The records below need retyping in full; give them again exactly.

Stored items:
★ ★ ★ ★ ★

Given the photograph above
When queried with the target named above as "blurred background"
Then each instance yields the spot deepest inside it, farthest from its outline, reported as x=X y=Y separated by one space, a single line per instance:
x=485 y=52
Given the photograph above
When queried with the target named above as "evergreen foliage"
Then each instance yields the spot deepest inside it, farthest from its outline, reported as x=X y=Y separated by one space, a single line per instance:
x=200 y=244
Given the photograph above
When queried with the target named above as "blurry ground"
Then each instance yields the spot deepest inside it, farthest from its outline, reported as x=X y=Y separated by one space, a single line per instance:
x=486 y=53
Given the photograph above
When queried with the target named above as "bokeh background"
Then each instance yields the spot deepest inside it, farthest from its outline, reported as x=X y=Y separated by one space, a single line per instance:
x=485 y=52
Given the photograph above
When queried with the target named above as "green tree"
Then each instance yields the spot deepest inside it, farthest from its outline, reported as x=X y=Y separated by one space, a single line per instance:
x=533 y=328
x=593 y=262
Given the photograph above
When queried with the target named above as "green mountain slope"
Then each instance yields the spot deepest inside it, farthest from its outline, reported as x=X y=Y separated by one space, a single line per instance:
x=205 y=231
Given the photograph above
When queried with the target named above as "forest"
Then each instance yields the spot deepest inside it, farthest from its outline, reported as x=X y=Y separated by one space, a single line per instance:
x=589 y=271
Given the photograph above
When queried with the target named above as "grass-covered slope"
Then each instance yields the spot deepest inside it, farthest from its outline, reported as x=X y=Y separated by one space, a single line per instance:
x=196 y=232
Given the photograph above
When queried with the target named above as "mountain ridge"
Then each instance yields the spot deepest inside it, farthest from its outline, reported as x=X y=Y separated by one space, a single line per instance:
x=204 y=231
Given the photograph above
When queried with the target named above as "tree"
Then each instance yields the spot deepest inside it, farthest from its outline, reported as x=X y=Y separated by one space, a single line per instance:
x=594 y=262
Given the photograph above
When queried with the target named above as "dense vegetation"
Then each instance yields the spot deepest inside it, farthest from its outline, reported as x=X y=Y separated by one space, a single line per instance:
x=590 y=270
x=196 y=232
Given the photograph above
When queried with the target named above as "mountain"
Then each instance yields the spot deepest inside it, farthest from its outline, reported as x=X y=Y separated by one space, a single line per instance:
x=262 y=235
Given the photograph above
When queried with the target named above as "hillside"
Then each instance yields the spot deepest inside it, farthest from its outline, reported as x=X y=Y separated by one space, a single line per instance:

★ ★ ★ ★ ★

Task result:
Given the photograph above
When queried with the target named above as "blurred background"
Then each instance yields the spot deepest inside it, farthest from its outline, reported as x=X y=Y separated by one space, a single line per instance:
x=485 y=52
Given the photograph above
When queried with the target named above as "evergreen foliage"
Then each instance yields the spot deepest inside it, farthest from its outline, reported as x=X y=Y separated by one space, a single line per instance:
x=200 y=244
Given the photograph above
When queried with the target named above as "blurry ground"
Then each instance yields the spot deepest inside it, farthest from its outline, reported as x=X y=Y separated by one space, a single line per instance:
x=486 y=53
Given the photograph above
When queried with the target named above as "bokeh background"
Then each instance yields the spot deepest inside it, farthest from its outline, reported as x=X y=Y separated by one space, a single line per instance:
x=485 y=52
Given the photograph above
When queried with the target named above as "green tree"
Then each instance yields the spot deepest inside it, farthest from its outline, reported as x=X y=Y separated by one space, a single line per instance:
x=533 y=328
x=593 y=262
Given the photograph above
When queried with the target named above as "green mountain slope"
Then each instance yields the spot deepest inside it, farthest from its outline, reported as x=X y=Y separated by one space, a single line per instance:
x=205 y=231
Given the photograph above
When queried with the target named above as "forest"
Then each instance yields the spot deepest inside it, farthest from its outline, reported as x=X y=Y separated by one space, a single line per instance:
x=589 y=271
Given the photograph above
When queried with the target named above as "grass-covered slope"
Then each instance yields the spot deepest inside it, farthest from its outline, reported as x=X y=Y separated by one space, a single line per instance:
x=196 y=232
Given the photograph above
When queried with the target named above as "mountain ridge"
Then each instance yields the spot deepest inside it, farthest from its outline, reported as x=X y=Y separated by one space, a single line per instance:
x=204 y=231
Given the photograph above
When queried with the target named above as "tree"
Then each instance yields the spot deepest inside it, farthest from its outline, reported as x=X y=Y separated by one space, a single line per instance:
x=594 y=262
Given the photograph above
When queried with the target named above as "dense vegetation"
Then each instance yields the spot deepest inside it, farthest from its outline, reported as x=X y=Y separated by one space, a single line per instance:
x=590 y=270
x=196 y=232
Given the photograph above
When queried with the target named above as "mountain"
Then each instance yields the spot deepest inside it, farthest from its outline, reported as x=X y=Y separated by one space, a single line per instance:
x=262 y=235
Given the photograph above
When queried with the target named above as "hillside"
Then each instance yields the spot deepest inside it, farthest from its outline, reported as x=X y=Y separated by one space, a single line per instance:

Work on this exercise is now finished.